Set it all down exactly, every record and every line.

--- START ---

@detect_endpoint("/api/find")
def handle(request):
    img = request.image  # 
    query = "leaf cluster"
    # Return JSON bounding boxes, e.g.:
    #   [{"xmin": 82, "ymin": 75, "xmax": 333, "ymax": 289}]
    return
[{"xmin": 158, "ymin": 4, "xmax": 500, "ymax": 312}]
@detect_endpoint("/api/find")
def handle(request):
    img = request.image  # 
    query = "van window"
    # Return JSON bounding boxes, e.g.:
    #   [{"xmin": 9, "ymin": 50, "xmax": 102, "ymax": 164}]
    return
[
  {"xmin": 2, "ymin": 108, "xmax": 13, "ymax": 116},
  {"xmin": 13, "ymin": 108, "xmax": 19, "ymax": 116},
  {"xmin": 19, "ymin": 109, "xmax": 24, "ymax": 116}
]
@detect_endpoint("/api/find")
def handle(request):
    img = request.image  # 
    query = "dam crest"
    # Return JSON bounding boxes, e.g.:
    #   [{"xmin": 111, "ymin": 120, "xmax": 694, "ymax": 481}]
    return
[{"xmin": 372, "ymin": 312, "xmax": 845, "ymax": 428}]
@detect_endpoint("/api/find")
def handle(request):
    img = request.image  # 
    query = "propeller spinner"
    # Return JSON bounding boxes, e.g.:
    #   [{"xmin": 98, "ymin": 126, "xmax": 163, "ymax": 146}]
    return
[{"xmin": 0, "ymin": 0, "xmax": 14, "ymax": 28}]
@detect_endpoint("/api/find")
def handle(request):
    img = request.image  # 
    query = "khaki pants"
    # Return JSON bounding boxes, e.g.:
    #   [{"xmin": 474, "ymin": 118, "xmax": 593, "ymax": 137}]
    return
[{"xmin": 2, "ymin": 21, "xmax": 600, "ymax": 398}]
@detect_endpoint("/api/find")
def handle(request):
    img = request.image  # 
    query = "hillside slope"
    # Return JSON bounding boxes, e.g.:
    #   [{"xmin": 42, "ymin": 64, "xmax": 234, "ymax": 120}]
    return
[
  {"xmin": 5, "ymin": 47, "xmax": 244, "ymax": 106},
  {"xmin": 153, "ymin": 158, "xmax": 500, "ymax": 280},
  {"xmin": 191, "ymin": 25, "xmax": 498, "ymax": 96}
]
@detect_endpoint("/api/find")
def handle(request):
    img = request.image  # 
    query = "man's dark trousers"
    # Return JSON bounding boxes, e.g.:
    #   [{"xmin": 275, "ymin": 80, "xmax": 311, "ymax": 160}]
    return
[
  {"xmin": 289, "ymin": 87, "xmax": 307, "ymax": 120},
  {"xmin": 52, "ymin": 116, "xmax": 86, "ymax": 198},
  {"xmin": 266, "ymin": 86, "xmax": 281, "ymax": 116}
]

--- END ---

Solution to the problem:
@detect_endpoint("/api/find")
def handle(request):
    img = request.image  # 
    query = "leaf cluster"
    # Return JSON bounding boxes, e.g.:
    #   [{"xmin": 82, "ymin": 75, "xmax": 333, "ymax": 289}]
    return
[{"xmin": 158, "ymin": 4, "xmax": 500, "ymax": 312}]
@detect_endpoint("/api/find")
def handle(request):
    img = request.image  # 
    query = "van window"
    # Return JSON bounding boxes, e.g.:
    #   [{"xmin": 9, "ymin": 50, "xmax": 102, "ymax": 164}]
    return
[
  {"xmin": 2, "ymin": 108, "xmax": 13, "ymax": 116},
  {"xmin": 13, "ymin": 108, "xmax": 19, "ymax": 116},
  {"xmin": 19, "ymin": 109, "xmax": 24, "ymax": 116}
]
@detect_endpoint("/api/find")
def handle(request):
    img = request.image  # 
    query = "dam crest"
    # Return JSON bounding boxes, e.g.:
    #   [{"xmin": 111, "ymin": 120, "xmax": 694, "ymax": 481}]
    return
[{"xmin": 372, "ymin": 312, "xmax": 845, "ymax": 428}]
@detect_endpoint("/api/find")
def handle(request):
    img = request.image  # 
    query = "propeller spinner"
    # Return JSON bounding boxes, e.g.:
    #   [{"xmin": 98, "ymin": 126, "xmax": 163, "ymax": 146}]
    return
[{"xmin": 0, "ymin": 0, "xmax": 14, "ymax": 28}]
@detect_endpoint("/api/find")
def handle(request):
    img = request.image  # 
    query = "khaki pants"
    # Return JSON bounding boxes, e.g.:
    #   [{"xmin": 474, "ymin": 118, "xmax": 593, "ymax": 137}]
    return
[{"xmin": 2, "ymin": 21, "xmax": 600, "ymax": 398}]
@detect_endpoint("/api/find")
def handle(request):
    img = request.image  # 
    query = "hillside slope"
    # Return JSON bounding boxes, e.g.:
    #   [{"xmin": 42, "ymin": 64, "xmax": 234, "ymax": 120}]
    return
[
  {"xmin": 5, "ymin": 47, "xmax": 244, "ymax": 106},
  {"xmin": 153, "ymin": 158, "xmax": 500, "ymax": 280},
  {"xmin": 191, "ymin": 25, "xmax": 498, "ymax": 96}
]
@detect_endpoint("/api/find")
def handle(request):
    img = request.image  # 
    query = "man's dark trousers"
    # Return JSON bounding boxes, e.g.:
    #   [{"xmin": 275, "ymin": 80, "xmax": 311, "ymax": 160}]
    return
[
  {"xmin": 289, "ymin": 87, "xmax": 307, "ymax": 120},
  {"xmin": 52, "ymin": 116, "xmax": 86, "ymax": 198},
  {"xmin": 266, "ymin": 86, "xmax": 281, "ymax": 116}
]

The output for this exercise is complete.